● CONSIGNE DONNÉE
Extrayez des entrées ci-dessous chaque ligne où figure le mot « grass ».

● INFORMATIONS FOURNIES

------------------------------

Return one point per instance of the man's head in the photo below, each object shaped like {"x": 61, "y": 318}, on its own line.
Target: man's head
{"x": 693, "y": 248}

------------------------------

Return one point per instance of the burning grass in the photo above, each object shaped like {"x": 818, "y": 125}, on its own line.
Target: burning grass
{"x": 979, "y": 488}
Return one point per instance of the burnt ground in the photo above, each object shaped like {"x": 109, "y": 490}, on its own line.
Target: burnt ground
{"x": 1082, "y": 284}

------------------------------

● RÉPONSE COMPLÈTE
Return one point per instance of the burning grass in the photo above, each object shaped like {"x": 818, "y": 125}, on its own line.
Target: burning grass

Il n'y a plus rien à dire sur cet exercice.